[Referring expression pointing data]
↓↓↓

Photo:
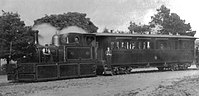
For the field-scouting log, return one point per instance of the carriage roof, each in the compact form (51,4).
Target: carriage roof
(143,35)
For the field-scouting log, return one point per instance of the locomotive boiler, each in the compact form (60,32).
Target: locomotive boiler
(69,55)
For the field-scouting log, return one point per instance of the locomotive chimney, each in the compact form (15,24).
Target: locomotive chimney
(36,37)
(55,40)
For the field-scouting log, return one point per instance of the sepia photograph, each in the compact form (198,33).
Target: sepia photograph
(99,48)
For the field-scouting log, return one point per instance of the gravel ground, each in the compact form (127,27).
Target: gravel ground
(149,83)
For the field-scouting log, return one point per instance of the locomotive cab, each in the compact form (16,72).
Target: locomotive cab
(69,55)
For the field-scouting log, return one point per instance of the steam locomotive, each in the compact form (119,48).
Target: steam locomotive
(74,55)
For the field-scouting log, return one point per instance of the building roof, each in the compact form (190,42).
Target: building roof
(143,35)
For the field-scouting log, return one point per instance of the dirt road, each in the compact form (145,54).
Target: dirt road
(148,83)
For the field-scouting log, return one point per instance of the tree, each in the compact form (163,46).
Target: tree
(16,38)
(70,19)
(142,29)
(170,22)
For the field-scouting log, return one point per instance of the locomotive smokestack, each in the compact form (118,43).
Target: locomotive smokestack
(55,40)
(36,37)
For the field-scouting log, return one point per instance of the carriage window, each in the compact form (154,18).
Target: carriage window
(185,44)
(162,44)
(144,45)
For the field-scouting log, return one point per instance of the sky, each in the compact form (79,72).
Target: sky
(112,14)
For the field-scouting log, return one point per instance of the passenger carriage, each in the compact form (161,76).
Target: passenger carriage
(142,50)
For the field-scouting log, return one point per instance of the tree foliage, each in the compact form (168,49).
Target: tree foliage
(16,38)
(141,29)
(70,19)
(170,22)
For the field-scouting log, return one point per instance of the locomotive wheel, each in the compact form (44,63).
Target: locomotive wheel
(160,68)
(174,67)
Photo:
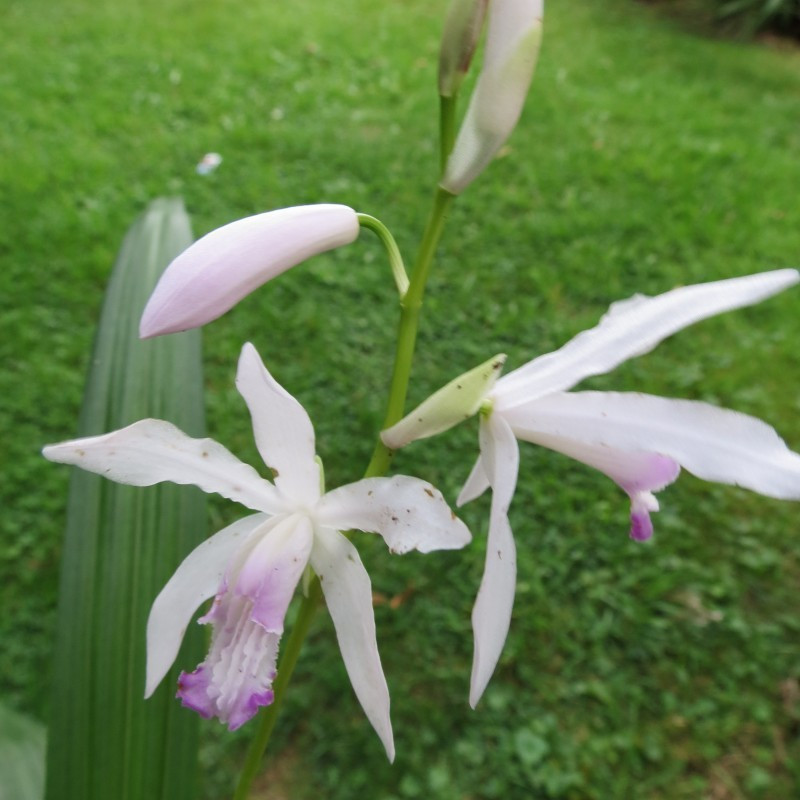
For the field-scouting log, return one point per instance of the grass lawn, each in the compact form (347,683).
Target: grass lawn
(647,157)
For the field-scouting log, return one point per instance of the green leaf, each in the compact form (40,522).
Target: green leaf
(121,545)
(22,741)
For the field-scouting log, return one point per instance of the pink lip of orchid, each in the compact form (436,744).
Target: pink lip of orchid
(638,440)
(253,566)
(512,48)
(224,266)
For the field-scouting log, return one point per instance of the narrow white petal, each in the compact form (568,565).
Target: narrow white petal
(197,578)
(283,431)
(348,594)
(491,616)
(458,400)
(151,451)
(217,271)
(476,484)
(713,443)
(409,513)
(633,327)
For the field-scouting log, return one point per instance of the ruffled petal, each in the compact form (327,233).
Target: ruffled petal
(235,679)
(712,443)
(283,431)
(197,578)
(638,473)
(631,328)
(151,451)
(217,271)
(458,400)
(491,615)
(409,513)
(475,485)
(348,594)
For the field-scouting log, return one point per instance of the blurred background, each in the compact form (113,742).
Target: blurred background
(660,145)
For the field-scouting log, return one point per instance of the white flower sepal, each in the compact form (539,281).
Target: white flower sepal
(253,566)
(638,440)
(224,266)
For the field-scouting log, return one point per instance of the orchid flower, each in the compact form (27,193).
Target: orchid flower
(253,566)
(638,440)
(222,267)
(512,48)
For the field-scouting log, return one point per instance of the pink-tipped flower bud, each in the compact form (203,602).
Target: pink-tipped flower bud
(512,49)
(462,29)
(217,271)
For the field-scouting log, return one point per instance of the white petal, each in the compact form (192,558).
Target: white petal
(348,594)
(491,616)
(633,327)
(283,431)
(272,570)
(476,484)
(713,443)
(462,29)
(458,400)
(217,271)
(151,451)
(197,578)
(512,49)
(409,513)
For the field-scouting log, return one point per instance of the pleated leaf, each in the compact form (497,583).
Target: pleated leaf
(22,742)
(121,545)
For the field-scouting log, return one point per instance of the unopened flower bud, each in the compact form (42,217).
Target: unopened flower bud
(217,271)
(512,49)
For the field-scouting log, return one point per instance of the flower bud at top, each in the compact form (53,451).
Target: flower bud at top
(460,399)
(217,271)
(512,49)
(462,29)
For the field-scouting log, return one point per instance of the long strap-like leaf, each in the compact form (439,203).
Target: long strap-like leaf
(121,545)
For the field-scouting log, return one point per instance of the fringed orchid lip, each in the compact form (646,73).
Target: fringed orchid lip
(512,50)
(252,567)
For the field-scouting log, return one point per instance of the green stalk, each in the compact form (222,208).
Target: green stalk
(410,304)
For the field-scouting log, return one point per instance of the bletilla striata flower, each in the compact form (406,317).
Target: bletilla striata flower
(222,267)
(462,29)
(253,566)
(638,440)
(512,49)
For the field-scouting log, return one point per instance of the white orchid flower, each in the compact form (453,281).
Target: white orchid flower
(638,440)
(512,48)
(254,565)
(224,266)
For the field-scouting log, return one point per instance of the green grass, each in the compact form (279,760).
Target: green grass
(646,157)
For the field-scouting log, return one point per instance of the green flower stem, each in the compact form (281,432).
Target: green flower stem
(290,654)
(395,259)
(409,324)
(410,304)
(447,128)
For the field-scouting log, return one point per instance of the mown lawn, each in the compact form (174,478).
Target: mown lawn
(647,157)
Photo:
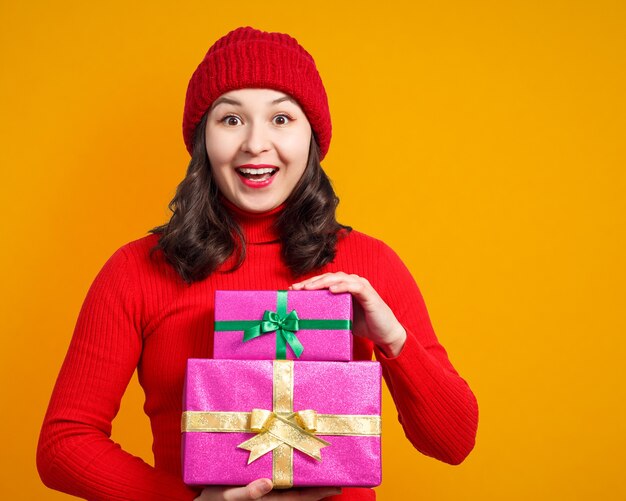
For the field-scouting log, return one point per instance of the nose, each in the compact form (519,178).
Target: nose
(256,139)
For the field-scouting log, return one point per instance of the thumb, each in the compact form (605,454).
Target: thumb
(254,490)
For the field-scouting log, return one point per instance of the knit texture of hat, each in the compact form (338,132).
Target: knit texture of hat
(250,58)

↑↑↑

__YOUR ASSIGNMENT__. Please reproduce exactly, and nothing more, the lines from the one containing "Target: fringed orchid lip" through the last line of the entries, both included; pictures stay out.

__COMPLETED EXERCISE__.
Target: fringed orchid lip
(512,50)
(252,567)
For the field-scouting log, return one point per instance of the green stalk, each in the compact form (222,208).
Target: green stalk
(410,304)
For the field-scouting log, return one point per instance of the bletilla striata flower, each in the compact form (406,317).
Target: bletilla striata flower
(222,267)
(462,29)
(253,566)
(638,440)
(512,49)
For the field-scouting log, return one point per instance of the white orchid flower, each in the compact form (453,281).
Target: white orchid flower
(638,440)
(512,48)
(254,565)
(224,266)
For the field-scouting log, return one point per instance of the green grass, each in the compact form (279,760).
Target: green grass
(646,157)
For the field-scouting log, return one point per instance of the green flower stem, each in the compact form (281,432).
Target: green flower stem
(290,654)
(395,259)
(409,324)
(410,304)
(447,128)
For the field-scouting log, return one point per instance of the mown lawn, each in the compact form (174,478).
Target: mown lawn
(647,157)
Photo:
For the field-scouting log, return one point per instance of the nose, each in the compact form (519,178).
Target: nose
(256,139)
For the field-scouting log, return one point per instance of the thumb, each in the compact form (605,454).
Target: thumb
(254,490)
For the field-scouting log, return one point per instance of the knit texture of hat, each in the compact form (338,132).
Target: knit texture of hat
(250,58)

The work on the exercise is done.